SOURCE TEXT:

——

JIT can just load objects directly. The namespacing issue still needs to be
solved, but that's doable at the object level.
> You're trying to do all this on Hard Mode. ;)Yeah it was a silly thought… sorry xO

No worries -- Just want to make sure you don't do more work than you need
to. :)

You wouldn’t find a reference to “test”, you would find “Planschi_test”. We
would first try resolving that with the standard C library functions. If this
fails, then we will ask the object file “Planschi” if it has “test” and resolve
it. If “Planschi” is not loaded for some reason, then we go on with the next
symbol and mark “Planschi_test” as undefined. So… we fail linking. However, our
code allows to just try the linking again – so we do and do until it succeeds.
Only when the undefined references hit 0 we mark the object file as executable.
However, if the module you depend on has still undefined references you can be
screwed. Cause our code will not check the dependencies. Another reason why we
want to move away.

Great. I think I understand this now.

I think… but this is probably not thought through well:
I need to do those steps on the IR level now – because the DefinitionGenerator
needs to resolve all symbols, but I might have to wait for a different module to
pop up first.

What causes a module to "pop up"?

Either way I think you can solve this with a custom MaterializationUnit.
Here's one scheme for solving this:
If your definition generator receives a lookup for an external symbol (e.g.
Planschi_test)  then we'll call it "not-resolved-elsewhere" and
create a TentativeDefinitionMaterializationUnit for it (this is something you
would need to write up). The TentativeDefinitionMaterializationUnit says "I
provide Planschi_test" (by including it in its symbol flags map) but has no
idea how it will actually do that yet. The emit method on your
TentativeDefinitionMaterializationUnit will be called immediately to satisfy the
query, and be given a MaterializationResponsibility object covering
Planschi_test. You hold on to this MaterializationResponsibility object while
you do whatever it is that might cause the Planschi module to "pop
up". If/when Planschi does pop up you can add the object file to it to its
own "Planschi" JITDylib, then do the following:

(1) Look up the address of test in the Planschi JITDylib. This time you do want
to use the Resolved state (rather than ready) because we don't want to
create any cycles due to queries*.

——

STORED ROWS:

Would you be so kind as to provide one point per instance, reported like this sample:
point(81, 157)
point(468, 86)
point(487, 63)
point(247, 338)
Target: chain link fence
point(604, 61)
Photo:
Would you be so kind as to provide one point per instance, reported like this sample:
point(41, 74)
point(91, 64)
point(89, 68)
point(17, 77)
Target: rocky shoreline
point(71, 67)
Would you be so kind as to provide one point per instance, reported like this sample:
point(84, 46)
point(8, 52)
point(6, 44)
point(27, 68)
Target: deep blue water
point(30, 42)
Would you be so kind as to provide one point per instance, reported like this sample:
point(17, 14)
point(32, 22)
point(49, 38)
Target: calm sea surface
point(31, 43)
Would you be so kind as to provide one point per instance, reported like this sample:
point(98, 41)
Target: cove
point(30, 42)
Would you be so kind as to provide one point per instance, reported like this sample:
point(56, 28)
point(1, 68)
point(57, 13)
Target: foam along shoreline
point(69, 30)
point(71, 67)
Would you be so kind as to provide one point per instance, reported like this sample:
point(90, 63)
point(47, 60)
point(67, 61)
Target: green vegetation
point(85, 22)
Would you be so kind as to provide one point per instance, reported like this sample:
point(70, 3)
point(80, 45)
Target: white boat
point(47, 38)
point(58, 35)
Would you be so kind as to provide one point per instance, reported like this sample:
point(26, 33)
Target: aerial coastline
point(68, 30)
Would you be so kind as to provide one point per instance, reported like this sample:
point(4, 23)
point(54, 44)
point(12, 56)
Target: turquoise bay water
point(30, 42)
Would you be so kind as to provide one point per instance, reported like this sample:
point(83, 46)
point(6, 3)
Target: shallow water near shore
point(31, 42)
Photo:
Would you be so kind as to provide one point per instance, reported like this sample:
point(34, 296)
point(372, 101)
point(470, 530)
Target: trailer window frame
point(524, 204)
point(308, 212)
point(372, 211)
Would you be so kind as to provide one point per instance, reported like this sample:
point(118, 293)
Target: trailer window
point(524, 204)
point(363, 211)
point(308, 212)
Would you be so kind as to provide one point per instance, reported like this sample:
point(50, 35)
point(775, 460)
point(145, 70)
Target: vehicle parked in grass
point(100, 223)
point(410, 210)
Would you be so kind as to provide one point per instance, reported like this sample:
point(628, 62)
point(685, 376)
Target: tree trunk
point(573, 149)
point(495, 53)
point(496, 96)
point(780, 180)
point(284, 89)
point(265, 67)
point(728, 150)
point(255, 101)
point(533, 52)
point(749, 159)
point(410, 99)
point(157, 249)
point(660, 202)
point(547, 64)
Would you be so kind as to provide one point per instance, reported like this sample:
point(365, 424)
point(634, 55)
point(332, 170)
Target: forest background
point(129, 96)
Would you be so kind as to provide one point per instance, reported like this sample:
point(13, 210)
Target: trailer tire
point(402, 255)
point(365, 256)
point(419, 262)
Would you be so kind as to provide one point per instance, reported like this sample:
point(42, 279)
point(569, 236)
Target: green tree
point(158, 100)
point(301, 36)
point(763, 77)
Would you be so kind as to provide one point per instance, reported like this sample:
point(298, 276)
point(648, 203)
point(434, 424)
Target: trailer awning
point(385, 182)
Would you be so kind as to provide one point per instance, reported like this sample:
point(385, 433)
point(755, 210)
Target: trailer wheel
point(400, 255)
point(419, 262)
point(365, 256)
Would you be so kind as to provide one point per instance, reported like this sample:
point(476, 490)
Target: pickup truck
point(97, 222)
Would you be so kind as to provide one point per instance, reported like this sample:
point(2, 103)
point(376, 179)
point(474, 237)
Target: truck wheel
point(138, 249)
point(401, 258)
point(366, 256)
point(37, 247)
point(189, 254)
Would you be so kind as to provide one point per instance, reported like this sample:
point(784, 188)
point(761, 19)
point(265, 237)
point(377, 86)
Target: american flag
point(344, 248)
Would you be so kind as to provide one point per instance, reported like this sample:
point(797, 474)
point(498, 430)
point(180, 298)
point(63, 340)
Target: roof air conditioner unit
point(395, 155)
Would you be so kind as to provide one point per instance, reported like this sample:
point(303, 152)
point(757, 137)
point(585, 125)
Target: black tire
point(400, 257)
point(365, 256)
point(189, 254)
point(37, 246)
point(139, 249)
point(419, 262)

——

Write the next part of the JIT symbol-resolution discussion, picking up right after its final sentence.

REPLY:
* E.g. "A" depends on "B", "B" depends on
"A". If you try to produce each by looking up the other and waiting
for it to be "Ready" then you'll deadlock. But you can look up the
other and wait for it to be Resolved and that will always succeed (addresses are
assigned without waiting for dependencies to be resolved). Then you add
"B" as a dependence of "A" and vice-versa and let Orc's
dependence tracking take care of the rest. Anybody issuing a query looking for
"A" or "B" to be ready will find that their query
doesn't return until both symbols are fully-materialized and safe to access.

(2) Update the JIT state using your MaterializationResponsibility object:

if (auto TestSym = ES.lookup({&PlanschiJD}, ES.intern("test")),
SymbolState::Resolved) {
  // Tell the JIT that the address of PlanschiTest is the same
  // as the address of "test" in the Planschi JITDylib.
  MR.notifyResolved({
      { ES.intern("Planschi_test"),
        JITEvaluatedSymbol(TestSym.getAddress(),
                           JITSymbolFlags::Exported) }
  });

  // Tell the JIT that "Planschi_test" depends on the "test"
symbol in
  // the Planschi JITDylib:
  MR.addDependencies(ES.intern("Planschi_test"),
                     {{&PlanschJD, { ES.intern("test") }}});

  // Tell the JIT that "Planschi_test" has been emitted. We did not
  // actually have to do any work for this because Planschi_test is
  // just an alias.
  MR.notifyEmitted();

  // And you're done.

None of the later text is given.